[Excerpts from a dataset]
......
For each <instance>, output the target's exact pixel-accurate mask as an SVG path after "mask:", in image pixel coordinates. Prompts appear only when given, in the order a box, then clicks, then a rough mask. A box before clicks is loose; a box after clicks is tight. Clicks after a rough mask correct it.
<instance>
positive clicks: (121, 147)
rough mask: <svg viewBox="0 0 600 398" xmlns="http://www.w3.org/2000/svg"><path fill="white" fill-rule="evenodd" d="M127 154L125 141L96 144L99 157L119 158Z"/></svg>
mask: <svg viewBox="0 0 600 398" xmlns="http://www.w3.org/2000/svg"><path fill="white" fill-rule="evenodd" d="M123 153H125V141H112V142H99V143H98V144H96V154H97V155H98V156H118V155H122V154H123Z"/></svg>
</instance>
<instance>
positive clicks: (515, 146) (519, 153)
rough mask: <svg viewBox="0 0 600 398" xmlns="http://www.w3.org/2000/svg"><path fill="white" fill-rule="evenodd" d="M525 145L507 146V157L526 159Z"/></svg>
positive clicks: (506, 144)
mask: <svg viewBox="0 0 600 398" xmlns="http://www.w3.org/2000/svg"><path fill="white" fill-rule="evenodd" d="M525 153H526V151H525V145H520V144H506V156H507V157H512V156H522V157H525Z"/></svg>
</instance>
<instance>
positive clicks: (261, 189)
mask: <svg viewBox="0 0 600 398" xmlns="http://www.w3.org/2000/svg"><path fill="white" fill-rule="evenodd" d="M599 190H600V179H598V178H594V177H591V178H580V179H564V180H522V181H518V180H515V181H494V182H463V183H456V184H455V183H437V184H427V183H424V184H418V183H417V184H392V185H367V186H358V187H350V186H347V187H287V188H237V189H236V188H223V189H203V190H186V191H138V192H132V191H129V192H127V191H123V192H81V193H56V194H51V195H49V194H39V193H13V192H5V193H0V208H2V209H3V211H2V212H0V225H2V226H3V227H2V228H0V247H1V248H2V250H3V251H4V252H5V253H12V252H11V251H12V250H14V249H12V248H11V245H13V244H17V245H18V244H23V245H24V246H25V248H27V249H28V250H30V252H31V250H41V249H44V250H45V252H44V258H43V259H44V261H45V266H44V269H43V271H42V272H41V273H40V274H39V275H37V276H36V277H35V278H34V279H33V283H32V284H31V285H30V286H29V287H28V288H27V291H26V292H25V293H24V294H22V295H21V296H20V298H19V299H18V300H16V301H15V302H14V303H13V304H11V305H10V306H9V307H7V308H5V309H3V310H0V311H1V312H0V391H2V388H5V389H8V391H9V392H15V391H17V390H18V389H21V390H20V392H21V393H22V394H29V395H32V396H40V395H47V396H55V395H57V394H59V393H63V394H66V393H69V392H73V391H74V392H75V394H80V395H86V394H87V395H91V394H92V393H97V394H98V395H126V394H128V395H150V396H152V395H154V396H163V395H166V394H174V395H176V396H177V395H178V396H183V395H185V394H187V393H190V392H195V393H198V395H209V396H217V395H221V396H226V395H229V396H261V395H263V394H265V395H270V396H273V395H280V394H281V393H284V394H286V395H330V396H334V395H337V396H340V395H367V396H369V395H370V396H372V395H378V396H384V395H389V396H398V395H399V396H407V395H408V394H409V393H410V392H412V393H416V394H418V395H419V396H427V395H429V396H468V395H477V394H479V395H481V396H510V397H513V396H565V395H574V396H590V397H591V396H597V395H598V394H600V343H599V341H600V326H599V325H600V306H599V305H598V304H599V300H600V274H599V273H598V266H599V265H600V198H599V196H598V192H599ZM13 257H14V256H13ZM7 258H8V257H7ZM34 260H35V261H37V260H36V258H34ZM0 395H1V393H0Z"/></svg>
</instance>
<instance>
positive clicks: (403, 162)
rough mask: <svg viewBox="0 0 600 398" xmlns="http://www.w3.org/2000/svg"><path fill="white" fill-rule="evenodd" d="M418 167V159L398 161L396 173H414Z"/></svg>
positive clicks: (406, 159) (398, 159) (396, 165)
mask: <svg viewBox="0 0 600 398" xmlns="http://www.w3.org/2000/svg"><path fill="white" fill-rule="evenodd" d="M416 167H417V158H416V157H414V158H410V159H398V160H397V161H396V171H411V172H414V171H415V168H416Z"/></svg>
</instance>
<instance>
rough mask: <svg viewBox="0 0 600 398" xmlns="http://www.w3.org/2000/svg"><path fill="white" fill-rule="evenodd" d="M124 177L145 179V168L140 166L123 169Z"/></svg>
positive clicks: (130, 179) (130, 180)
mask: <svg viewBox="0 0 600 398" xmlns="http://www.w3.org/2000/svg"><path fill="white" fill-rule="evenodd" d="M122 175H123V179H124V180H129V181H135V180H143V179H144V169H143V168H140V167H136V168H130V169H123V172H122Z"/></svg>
......
Extract every line of the material that contains the string "positive". The match is case-sensitive.

YOUR SOLUTION>
positive clicks: (121, 147)
positive clicks: (515, 146) (519, 153)
positive clicks: (506, 144)
positive clicks: (261, 189)
positive clicks: (403, 162)
positive clicks: (406, 159) (398, 159) (396, 165)
positive clicks: (130, 179) (130, 180)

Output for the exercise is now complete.